▶ MATERIAL SHOWN
* Start *

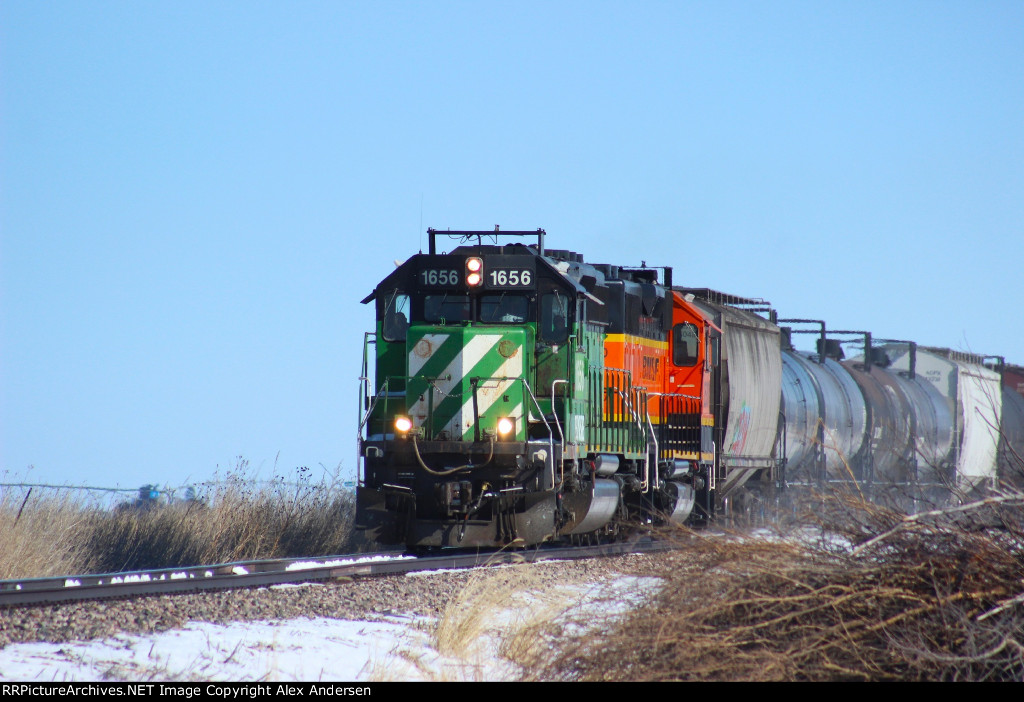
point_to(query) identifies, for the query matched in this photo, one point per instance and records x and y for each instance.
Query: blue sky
(195, 196)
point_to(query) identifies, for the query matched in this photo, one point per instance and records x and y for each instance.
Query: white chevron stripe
(489, 392)
(467, 357)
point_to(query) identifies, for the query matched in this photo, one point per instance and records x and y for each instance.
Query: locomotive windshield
(395, 317)
(554, 317)
(445, 308)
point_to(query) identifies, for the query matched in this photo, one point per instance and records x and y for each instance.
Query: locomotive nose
(466, 384)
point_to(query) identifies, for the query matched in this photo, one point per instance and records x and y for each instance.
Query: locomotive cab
(519, 395)
(459, 441)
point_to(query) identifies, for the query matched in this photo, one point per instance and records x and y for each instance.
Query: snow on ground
(321, 649)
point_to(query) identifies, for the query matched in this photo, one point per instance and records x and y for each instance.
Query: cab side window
(684, 345)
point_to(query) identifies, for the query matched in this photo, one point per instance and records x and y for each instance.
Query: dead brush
(930, 597)
(39, 532)
(238, 521)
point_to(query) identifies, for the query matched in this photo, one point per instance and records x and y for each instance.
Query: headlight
(474, 271)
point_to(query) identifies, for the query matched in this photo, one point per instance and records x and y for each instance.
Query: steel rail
(30, 591)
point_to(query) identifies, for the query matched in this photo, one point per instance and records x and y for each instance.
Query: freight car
(512, 394)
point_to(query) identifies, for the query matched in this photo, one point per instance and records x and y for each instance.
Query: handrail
(561, 436)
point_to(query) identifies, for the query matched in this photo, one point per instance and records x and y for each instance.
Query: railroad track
(35, 591)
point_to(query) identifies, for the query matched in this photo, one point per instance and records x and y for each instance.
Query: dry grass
(49, 534)
(926, 598)
(42, 530)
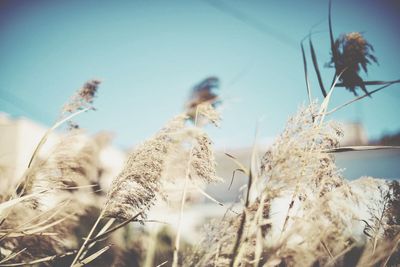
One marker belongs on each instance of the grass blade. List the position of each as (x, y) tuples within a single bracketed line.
[(359, 148), (306, 72), (360, 97)]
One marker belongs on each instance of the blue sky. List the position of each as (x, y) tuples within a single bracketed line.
[(150, 53)]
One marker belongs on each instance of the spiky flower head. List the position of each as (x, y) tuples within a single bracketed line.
[(202, 93), (353, 52)]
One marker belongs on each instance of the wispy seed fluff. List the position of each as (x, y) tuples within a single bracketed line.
[(202, 161)]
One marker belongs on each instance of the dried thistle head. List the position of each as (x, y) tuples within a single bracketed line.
[(83, 98), (353, 52), (141, 181)]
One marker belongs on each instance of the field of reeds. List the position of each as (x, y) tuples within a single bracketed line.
[(296, 209)]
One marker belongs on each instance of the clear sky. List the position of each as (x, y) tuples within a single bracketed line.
[(150, 53)]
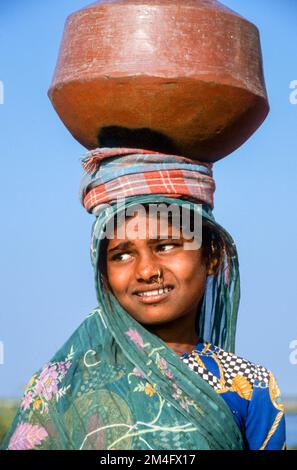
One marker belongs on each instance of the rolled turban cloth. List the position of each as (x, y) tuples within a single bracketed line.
[(119, 173)]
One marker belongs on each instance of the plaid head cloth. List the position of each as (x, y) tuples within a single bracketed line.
[(112, 173)]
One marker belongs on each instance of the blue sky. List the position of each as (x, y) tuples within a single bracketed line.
[(46, 278)]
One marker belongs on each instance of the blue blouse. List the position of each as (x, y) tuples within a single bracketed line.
[(250, 391)]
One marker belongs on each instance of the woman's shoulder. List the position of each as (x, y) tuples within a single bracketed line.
[(249, 389), (227, 371)]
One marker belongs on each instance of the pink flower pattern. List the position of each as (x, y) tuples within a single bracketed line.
[(27, 436), (44, 387), (135, 337)]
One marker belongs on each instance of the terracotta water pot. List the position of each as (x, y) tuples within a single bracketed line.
[(187, 72)]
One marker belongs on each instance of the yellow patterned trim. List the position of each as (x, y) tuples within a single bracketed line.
[(272, 430)]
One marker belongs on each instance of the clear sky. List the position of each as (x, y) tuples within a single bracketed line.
[(46, 278)]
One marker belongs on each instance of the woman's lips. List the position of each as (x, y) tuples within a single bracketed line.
[(152, 299)]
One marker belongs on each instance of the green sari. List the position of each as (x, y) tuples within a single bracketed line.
[(115, 385)]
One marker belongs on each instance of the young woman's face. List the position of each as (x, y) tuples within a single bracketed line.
[(132, 268)]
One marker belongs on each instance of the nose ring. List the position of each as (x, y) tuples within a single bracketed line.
[(159, 276)]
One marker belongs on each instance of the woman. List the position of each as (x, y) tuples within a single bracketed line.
[(153, 370)]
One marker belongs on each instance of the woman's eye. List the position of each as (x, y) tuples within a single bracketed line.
[(120, 256), (163, 247)]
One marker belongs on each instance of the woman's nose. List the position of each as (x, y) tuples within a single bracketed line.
[(146, 267)]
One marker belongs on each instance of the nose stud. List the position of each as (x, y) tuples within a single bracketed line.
[(159, 277)]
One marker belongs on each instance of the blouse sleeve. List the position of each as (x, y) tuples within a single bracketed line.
[(265, 423)]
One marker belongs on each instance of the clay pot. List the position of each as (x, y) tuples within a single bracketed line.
[(189, 71)]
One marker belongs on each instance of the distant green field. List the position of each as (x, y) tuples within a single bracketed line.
[(8, 409)]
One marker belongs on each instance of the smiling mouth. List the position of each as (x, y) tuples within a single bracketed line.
[(154, 295)]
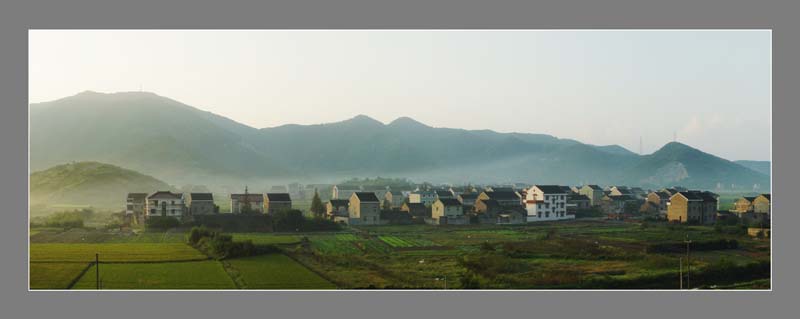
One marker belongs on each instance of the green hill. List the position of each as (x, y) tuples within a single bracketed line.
[(89, 183), (173, 141)]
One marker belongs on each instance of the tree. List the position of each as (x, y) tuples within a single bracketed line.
[(316, 205)]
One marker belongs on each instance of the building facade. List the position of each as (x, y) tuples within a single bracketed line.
[(240, 201), (364, 209), (202, 204), (275, 202), (546, 202), (166, 204)]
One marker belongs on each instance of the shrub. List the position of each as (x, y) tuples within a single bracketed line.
[(160, 222)]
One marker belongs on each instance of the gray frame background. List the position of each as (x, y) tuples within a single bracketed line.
[(17, 17)]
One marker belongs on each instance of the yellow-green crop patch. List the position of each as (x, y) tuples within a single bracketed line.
[(170, 275), (277, 271), (266, 238), (83, 253), (54, 275)]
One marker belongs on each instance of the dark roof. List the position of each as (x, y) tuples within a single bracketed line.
[(491, 202), (201, 196), (347, 187), (692, 195), (577, 197), (444, 194), (415, 206), (367, 196), (468, 195), (279, 197), (504, 195), (339, 202), (449, 201), (621, 198), (165, 194), (137, 195), (250, 197), (551, 189), (662, 195)]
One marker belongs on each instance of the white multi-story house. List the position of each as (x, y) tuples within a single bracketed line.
[(424, 197), (546, 202), (344, 191), (166, 204)]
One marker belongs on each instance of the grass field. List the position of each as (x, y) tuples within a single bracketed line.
[(54, 275), (169, 275), (266, 238), (277, 271), (83, 253)]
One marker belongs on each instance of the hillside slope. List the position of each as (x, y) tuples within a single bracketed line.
[(89, 183)]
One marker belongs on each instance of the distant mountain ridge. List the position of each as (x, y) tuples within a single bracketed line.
[(179, 143), (101, 184)]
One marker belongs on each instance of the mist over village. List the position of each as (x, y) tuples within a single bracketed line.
[(483, 172)]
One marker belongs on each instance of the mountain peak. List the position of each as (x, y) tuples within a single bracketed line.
[(405, 121), (364, 120)]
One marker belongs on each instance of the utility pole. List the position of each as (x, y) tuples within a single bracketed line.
[(688, 262), (680, 267), (97, 269)]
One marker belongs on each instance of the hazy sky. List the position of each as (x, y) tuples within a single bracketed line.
[(711, 88)]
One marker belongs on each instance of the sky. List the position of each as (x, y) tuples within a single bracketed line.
[(709, 89)]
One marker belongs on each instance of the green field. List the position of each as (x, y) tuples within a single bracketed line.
[(83, 253), (168, 275), (276, 271), (266, 238), (54, 275)]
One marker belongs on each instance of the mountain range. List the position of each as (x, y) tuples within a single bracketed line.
[(181, 144), (81, 183)]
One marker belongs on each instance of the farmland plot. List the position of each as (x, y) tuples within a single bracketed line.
[(54, 275), (277, 271), (84, 253), (168, 275)]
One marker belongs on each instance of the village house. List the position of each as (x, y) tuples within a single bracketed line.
[(762, 205), (447, 211), (443, 194), (620, 190), (166, 204), (546, 202), (275, 202), (202, 204), (394, 198), (505, 198), (510, 218), (692, 207), (743, 205), (425, 197), (659, 201), (416, 210), (344, 191), (458, 190), (594, 192), (364, 209), (136, 208), (337, 208), (278, 189), (577, 202), (239, 202), (619, 206), (467, 199)]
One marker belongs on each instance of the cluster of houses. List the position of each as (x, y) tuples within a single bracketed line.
[(140, 206), (507, 204)]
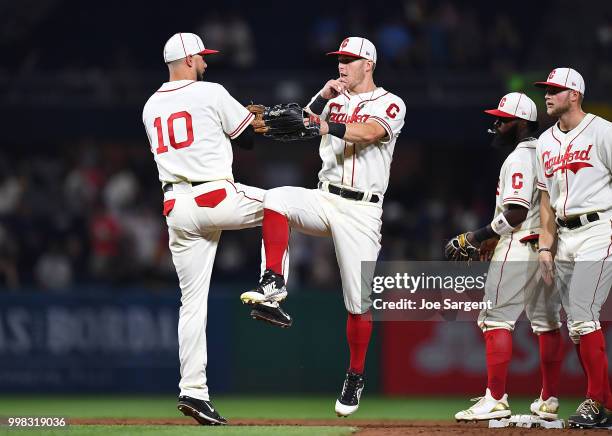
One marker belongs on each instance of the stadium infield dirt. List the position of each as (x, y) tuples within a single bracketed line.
[(364, 427)]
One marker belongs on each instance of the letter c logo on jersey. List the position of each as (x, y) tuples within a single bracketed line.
[(517, 180), (392, 110)]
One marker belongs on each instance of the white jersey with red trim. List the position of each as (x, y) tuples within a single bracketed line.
[(189, 125), (364, 167), (517, 184), (576, 167)]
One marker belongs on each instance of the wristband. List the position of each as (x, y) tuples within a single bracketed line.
[(317, 106), (500, 225), (337, 129)]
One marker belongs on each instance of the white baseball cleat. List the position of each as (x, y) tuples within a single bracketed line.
[(348, 401), (271, 288), (545, 409), (486, 408)]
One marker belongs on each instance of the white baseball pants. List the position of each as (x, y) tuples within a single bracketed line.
[(514, 284), (195, 217), (583, 273)]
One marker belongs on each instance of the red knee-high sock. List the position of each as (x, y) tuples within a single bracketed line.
[(595, 360), (607, 393), (551, 356), (275, 229), (498, 344), (577, 346), (358, 333)]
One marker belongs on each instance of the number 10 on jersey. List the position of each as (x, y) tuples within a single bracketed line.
[(161, 147)]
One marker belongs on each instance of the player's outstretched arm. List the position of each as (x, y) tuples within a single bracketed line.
[(547, 239)]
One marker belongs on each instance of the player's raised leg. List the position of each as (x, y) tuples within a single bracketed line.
[(284, 207)]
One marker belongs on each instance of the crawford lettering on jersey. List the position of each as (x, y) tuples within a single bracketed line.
[(344, 118), (570, 160)]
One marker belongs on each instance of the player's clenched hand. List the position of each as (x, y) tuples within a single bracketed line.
[(333, 88), (258, 123), (547, 267)]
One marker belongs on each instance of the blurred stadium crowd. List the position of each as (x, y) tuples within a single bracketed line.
[(78, 210)]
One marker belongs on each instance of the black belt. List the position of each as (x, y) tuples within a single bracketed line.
[(349, 193), (168, 186), (574, 223)]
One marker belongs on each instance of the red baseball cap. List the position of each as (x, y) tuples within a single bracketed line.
[(515, 105), (565, 78), (181, 45), (356, 47)]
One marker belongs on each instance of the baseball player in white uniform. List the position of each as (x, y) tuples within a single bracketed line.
[(360, 123), (191, 126), (574, 163), (513, 283)]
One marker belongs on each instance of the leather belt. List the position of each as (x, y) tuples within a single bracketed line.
[(348, 193), (574, 223), (168, 186)]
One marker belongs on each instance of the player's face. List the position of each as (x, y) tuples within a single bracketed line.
[(506, 130), (557, 101), (352, 70)]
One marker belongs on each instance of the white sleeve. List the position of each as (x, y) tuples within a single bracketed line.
[(540, 178), (234, 117), (518, 184), (605, 150), (390, 115)]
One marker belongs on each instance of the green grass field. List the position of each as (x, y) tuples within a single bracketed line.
[(243, 407)]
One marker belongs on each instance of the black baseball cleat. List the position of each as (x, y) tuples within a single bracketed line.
[(348, 401), (607, 422), (200, 410), (589, 414), (271, 313)]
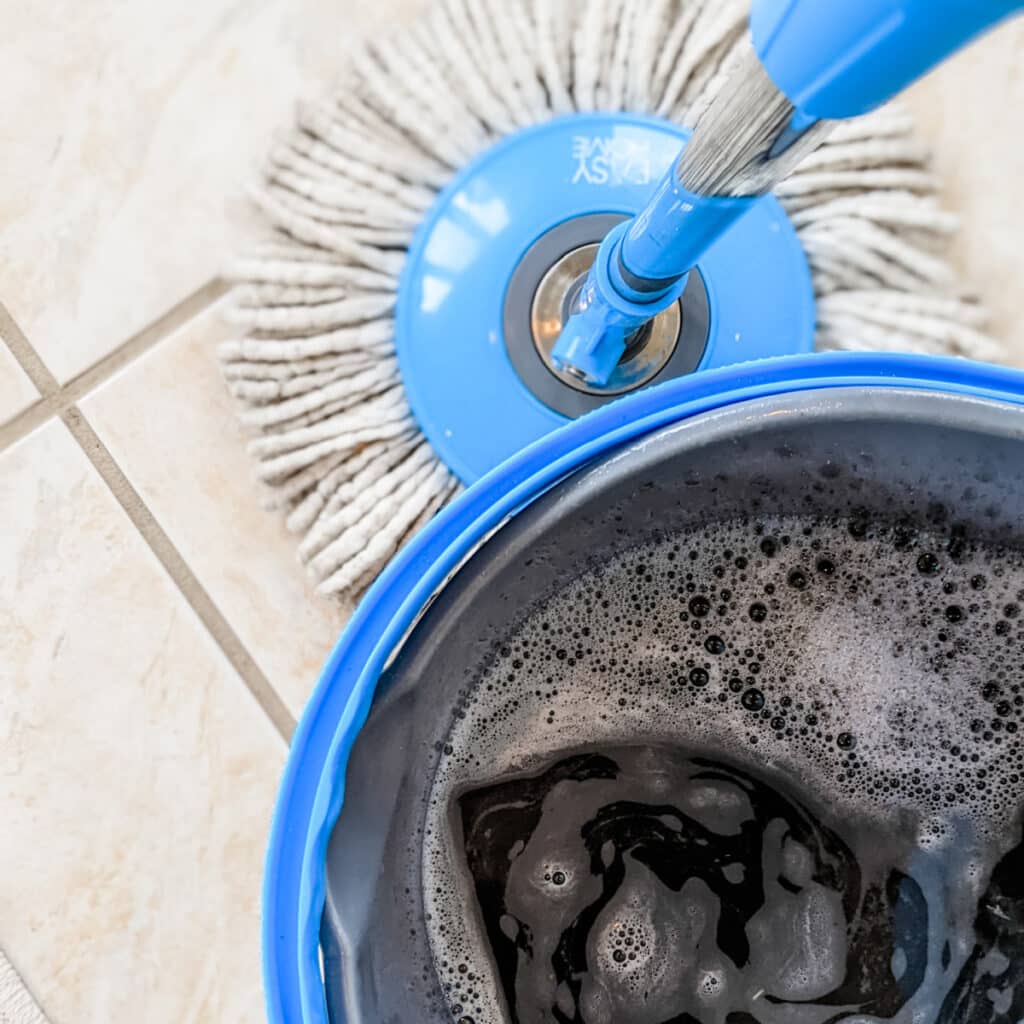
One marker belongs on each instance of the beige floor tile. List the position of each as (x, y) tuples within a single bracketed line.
[(136, 774), (971, 112), (130, 131), (16, 390), (171, 425)]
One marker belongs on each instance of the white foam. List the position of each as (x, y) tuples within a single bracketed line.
[(876, 650)]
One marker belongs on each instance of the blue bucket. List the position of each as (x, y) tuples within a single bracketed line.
[(312, 790)]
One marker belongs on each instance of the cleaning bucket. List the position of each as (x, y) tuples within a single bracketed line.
[(894, 435)]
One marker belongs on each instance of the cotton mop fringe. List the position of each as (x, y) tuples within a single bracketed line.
[(347, 186)]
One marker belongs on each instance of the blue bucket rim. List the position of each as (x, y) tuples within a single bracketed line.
[(312, 788)]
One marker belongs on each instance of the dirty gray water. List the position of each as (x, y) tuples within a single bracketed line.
[(768, 773)]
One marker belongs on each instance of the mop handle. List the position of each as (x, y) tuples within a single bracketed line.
[(810, 61), (840, 58)]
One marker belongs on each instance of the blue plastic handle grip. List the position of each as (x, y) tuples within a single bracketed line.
[(840, 58)]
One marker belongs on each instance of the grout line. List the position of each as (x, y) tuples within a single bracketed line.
[(56, 399), (37, 371), (162, 546)]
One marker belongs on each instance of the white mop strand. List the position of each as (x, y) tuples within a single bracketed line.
[(344, 190), (16, 1004)]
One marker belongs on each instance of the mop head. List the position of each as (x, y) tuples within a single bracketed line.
[(345, 189)]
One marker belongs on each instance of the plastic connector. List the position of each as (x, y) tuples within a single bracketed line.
[(607, 314)]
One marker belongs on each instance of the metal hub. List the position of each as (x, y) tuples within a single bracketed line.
[(647, 352), (539, 299)]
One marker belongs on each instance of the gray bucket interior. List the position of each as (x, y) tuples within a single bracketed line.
[(895, 455)]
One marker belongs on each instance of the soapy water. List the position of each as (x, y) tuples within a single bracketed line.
[(769, 773)]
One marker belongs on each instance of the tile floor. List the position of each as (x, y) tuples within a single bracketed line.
[(157, 638)]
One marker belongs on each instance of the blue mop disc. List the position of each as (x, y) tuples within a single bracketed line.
[(478, 391)]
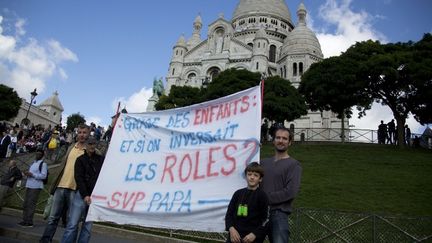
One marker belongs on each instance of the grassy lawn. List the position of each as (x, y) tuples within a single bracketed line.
[(363, 177)]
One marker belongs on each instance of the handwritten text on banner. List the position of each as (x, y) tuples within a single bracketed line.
[(179, 168)]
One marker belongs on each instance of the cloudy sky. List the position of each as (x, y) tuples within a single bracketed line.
[(98, 53)]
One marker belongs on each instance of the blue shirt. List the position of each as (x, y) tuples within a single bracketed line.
[(35, 181)]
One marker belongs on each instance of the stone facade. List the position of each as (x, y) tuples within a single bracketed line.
[(261, 37), (48, 113)]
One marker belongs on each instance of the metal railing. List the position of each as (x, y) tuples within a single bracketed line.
[(335, 135)]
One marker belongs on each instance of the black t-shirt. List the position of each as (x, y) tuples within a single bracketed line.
[(257, 212)]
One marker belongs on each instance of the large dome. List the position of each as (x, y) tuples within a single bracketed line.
[(302, 39), (277, 8)]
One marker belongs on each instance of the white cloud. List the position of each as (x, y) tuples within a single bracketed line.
[(25, 63), (62, 73), (19, 27), (96, 120), (60, 53), (136, 103), (349, 27)]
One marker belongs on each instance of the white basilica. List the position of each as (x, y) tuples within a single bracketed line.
[(261, 37)]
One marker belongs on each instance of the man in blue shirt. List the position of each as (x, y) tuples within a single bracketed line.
[(34, 186)]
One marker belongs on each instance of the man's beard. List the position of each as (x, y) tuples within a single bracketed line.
[(281, 150)]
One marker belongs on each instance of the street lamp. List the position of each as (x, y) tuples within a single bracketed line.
[(33, 94), (205, 81)]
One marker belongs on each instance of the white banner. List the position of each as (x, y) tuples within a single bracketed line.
[(178, 168)]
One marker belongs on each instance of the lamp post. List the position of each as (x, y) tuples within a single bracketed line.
[(205, 81), (32, 97)]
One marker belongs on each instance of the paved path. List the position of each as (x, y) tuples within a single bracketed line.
[(10, 232)]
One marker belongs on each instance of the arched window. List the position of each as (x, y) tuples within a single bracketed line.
[(191, 77), (300, 68), (272, 53), (213, 72)]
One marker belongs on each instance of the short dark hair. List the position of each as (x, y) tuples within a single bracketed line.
[(83, 126), (255, 167), (282, 128)]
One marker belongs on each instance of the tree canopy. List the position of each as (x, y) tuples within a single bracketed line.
[(10, 103), (397, 75), (282, 101), (331, 85)]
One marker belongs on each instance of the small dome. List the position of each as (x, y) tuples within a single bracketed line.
[(302, 40), (181, 41), (261, 34), (53, 101), (277, 8)]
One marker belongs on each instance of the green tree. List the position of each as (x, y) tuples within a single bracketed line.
[(390, 72), (282, 101), (10, 103), (74, 120), (331, 85)]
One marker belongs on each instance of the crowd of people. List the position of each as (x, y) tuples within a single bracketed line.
[(387, 134), (71, 188)]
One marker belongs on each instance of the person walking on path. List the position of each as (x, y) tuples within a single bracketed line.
[(407, 135), (391, 132), (64, 186), (281, 184), (34, 185), (382, 132), (247, 214), (8, 180), (87, 169)]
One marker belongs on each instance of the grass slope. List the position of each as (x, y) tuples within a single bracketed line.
[(363, 177)]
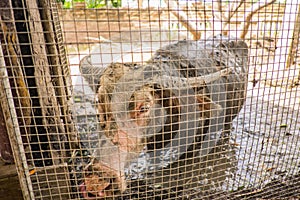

* End *

▶ PROBLEM
Please copy the data word for word, starting at the line that contains "One marker belongs on each instance of the small" and ending at the end of the data, with both of those ends included. Leave the pictures out of your copy.

▶ SOLVED EXERCISE
One marker belongs on each instance of the small dome. List the position of each as (x, y) tuples within a single bracketed line.
[(302, 40), (181, 41), (261, 34), (53, 101), (277, 8)]
One marker belongs on each instance of the green tree. List the position of each as (x, y) tuples within a single bracketed line.
[(390, 72), (282, 101), (10, 103), (74, 120), (331, 85)]
One marker belongs on each instance of the crowd of people. List the position of each as (x, y) tuples within a single bracketed line.
[(387, 134), (71, 188)]
One marker belongs on each instance of the person walking on path. List the position of each as (x, y) tuples within a single bracketed line.
[(407, 135), (391, 132), (64, 186), (281, 184), (34, 185), (382, 132), (247, 214), (8, 180), (87, 169)]
One marker belongs on each instance of the grass slope. List the position of each as (x, y) tuples within a single bracketed line.
[(363, 177)]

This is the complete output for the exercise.